**Aufgaben**.
1/ Welche Anwendung von Feuer verdeutlicht laut dem Text über Fleisch und Geschlecht den Sieg des Menschen über die Natur?
2/ Zähle alle Eigenschaften auf, die der Text über Fleisch und Geschlecht der weiblichen Nahrung zuschreibt.
3/ Knüpfe an den Text über Essen und Geschlecht an und führe ihn nach seinem letzten Satz weiter.

**Text**.
==========
Was sich einer in Aldis Fleischwarenabteilung für 15 Mark das Kilo unter den Nagel reißen kann, markiert für den englischen Anthropologen Nick Fiddes die Überlegenheit des Menschen gegenüber der Natur, die er sich durch Aggression untertan gemacht habe. Verdeutlicht wird der Sieg durch die augenfälligste Anwendung von Feuer: braten. Dass Steakgrillen Männersache ist, bestätigt der sonntägliche Blick in den deutschen Schrebergarten. Die Forschung hat sich auch in Kenia umgesehen. Bei den Iteso, so beschreibt Jessica Kuper in ihrem Anthropologist's Cookbook, kocht die häusliche Frau Tag für Tag den Brei, drinnen. Und Festtags röstet der Mann das Fleisch - draußen, mit der Grillzange ganz im politischen Leben stehend.
Ganz politisch korrekt ist heute die Gleichung Mann=Fleisch nicht mehr. Die Küchenuhr tickt langsamer als das Zeitgeistchronometer. Aber sie ist ihm auf den Fersen. Parallel zur Emanzipation wenden sich junge Männer neuen, weiblich geprägten Essstilen zu: friedliche Pasta, gesunde Gemüsepfanne.
Die Geschlechtsanalogie, lehrt Karmasin, findet sich auch in Konsistenz und Geschmack: Die emotionale Frau im weichen Körper ist durchlässig; sie schmilzt dahin, bricht in Tränen aus. Weibliche Nahrung ist daher küchenphysikalisch weich, flüssig, süß. Der männliche Körper dagegen, der das Innere wie ein Panzer zusammenhält, aus dem nichts nach außen dringt, steht für fest, nichtsüß, energiereich.
Frau Karmasin, (räusper) ich möchte Ihnen etwas zeigen. Wo hab ich sie nur? Da, in meiner Mappe. Diese Karotte hier!
"Die haben Sie im Bioladen gekauft."
==========
(Datenauflistung)

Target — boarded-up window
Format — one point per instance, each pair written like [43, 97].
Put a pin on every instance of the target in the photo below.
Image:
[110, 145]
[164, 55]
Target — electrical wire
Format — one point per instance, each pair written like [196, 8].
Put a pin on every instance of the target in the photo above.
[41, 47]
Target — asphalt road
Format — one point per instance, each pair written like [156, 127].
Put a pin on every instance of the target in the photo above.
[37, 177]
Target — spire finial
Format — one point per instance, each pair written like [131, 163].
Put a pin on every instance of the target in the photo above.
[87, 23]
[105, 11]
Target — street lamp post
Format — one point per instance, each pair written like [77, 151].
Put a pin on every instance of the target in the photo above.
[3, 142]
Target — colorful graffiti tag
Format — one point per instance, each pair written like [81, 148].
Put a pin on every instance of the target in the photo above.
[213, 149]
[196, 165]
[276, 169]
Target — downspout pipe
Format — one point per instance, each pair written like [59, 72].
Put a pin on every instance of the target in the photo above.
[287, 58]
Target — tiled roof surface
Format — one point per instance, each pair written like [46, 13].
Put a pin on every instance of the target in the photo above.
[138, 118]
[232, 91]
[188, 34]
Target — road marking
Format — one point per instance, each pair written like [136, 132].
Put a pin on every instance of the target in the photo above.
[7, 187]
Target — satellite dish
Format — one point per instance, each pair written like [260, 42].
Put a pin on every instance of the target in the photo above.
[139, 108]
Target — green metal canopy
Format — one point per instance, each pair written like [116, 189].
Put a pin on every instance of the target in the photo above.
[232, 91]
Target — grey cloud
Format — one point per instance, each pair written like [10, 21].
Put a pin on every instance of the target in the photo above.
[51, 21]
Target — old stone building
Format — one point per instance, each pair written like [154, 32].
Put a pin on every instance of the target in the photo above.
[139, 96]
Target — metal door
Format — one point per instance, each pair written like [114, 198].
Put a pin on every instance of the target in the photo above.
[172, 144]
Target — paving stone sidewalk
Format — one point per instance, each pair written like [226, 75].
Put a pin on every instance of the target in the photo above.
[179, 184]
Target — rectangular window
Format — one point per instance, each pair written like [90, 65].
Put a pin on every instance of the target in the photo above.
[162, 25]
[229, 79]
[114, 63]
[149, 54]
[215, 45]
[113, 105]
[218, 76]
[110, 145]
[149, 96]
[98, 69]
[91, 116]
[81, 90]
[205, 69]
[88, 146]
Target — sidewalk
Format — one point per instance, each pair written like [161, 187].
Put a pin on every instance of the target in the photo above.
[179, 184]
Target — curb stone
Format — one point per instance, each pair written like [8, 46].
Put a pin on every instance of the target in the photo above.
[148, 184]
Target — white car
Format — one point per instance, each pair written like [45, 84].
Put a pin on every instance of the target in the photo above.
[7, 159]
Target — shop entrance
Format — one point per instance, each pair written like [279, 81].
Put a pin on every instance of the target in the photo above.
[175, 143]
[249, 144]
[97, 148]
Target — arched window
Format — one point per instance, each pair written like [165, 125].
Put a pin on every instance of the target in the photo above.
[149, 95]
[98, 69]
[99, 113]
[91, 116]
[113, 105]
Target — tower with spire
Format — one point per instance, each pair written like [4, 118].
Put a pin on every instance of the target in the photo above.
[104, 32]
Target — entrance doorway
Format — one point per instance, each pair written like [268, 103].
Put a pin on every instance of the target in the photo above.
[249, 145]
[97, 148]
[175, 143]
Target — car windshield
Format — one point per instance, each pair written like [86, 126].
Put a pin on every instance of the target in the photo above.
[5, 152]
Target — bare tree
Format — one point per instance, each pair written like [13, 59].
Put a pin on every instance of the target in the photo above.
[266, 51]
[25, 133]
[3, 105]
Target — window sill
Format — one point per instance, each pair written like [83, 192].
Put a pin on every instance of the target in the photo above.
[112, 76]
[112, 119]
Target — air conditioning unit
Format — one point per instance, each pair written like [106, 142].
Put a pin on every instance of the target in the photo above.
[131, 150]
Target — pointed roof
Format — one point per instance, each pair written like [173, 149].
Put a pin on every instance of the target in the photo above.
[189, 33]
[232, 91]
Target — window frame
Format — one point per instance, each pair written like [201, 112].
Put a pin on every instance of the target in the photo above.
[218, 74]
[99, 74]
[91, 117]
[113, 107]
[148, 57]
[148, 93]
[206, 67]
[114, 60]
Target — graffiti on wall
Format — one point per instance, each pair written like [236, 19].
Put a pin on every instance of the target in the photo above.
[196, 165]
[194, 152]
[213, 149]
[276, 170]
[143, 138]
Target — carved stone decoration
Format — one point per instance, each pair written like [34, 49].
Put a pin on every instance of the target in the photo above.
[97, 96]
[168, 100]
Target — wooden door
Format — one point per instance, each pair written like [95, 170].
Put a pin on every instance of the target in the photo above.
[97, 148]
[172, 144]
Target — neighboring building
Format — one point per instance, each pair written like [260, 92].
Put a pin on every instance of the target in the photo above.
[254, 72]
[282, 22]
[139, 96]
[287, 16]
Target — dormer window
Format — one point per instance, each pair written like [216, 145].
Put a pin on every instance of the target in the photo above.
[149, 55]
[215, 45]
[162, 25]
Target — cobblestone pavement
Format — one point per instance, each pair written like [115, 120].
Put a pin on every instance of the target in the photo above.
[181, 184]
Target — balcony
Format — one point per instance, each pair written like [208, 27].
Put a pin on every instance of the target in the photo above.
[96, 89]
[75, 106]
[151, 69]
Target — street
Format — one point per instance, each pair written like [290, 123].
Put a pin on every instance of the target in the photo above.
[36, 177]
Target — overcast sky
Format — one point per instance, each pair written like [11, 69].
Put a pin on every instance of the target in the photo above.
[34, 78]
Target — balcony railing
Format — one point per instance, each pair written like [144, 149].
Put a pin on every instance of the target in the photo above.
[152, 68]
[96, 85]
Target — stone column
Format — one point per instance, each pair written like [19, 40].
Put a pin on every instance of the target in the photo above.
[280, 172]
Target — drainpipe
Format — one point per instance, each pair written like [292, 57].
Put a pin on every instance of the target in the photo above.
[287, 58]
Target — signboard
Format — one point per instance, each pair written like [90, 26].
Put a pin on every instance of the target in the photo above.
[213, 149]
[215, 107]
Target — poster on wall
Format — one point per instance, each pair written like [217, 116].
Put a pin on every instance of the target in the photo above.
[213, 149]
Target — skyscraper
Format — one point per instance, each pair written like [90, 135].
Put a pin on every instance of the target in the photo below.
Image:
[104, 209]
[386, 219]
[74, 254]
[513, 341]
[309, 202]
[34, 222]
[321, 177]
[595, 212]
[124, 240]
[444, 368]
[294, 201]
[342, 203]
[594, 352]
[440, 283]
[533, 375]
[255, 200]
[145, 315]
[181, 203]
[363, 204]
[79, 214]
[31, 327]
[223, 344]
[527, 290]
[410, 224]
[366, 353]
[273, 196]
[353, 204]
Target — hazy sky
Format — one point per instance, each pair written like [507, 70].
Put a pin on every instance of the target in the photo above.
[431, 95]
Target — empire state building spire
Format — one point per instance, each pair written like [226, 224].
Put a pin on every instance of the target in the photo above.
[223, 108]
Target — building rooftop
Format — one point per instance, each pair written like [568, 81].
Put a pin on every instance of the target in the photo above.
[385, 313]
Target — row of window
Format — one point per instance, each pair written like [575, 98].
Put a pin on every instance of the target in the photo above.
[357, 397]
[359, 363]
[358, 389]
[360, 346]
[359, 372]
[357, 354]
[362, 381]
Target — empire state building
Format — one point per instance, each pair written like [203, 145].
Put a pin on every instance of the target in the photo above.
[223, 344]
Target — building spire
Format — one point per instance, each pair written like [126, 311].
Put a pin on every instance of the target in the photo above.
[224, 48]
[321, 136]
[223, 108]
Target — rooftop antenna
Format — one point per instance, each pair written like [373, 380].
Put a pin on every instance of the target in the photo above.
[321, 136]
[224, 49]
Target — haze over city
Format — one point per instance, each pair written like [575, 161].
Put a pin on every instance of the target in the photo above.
==========
**Lösungen**.
1/ Das Braten.

2/ weich, flüssig, süß

3/
Korrekt, Osterstraße, Hamburg-Eimsbüttel. Woran sehen Sie das?
"Sie entspricht nicht der generellen Ästhetik." Dezent ausgedrückt.
"Eine Karotte aus dem Supermarkt wäre gerade, glatt, sauber, wäre standardisiert, eine wie die andere. Jeder Zug wild wachsender Natur wäre getilgt - was man von dieser Rübe nicht gerade sagen kann. Die könnten Sie so nie auf den Teller legen."
Um Himmels willen, natürlich nicht! Zu eindeutig.
"Heute wird Natur unkenntlich gemacht, bevor sie auf den Teller kommt. Alles wird zerkleinert. Nichts erinnert in der Fleischwarenabteilung noch an Tod und Tier. Früher wurden gebratene Vögel im Federkleid serviert - heute reagieren die Leute schon auf ein Spanferkel empfindlich."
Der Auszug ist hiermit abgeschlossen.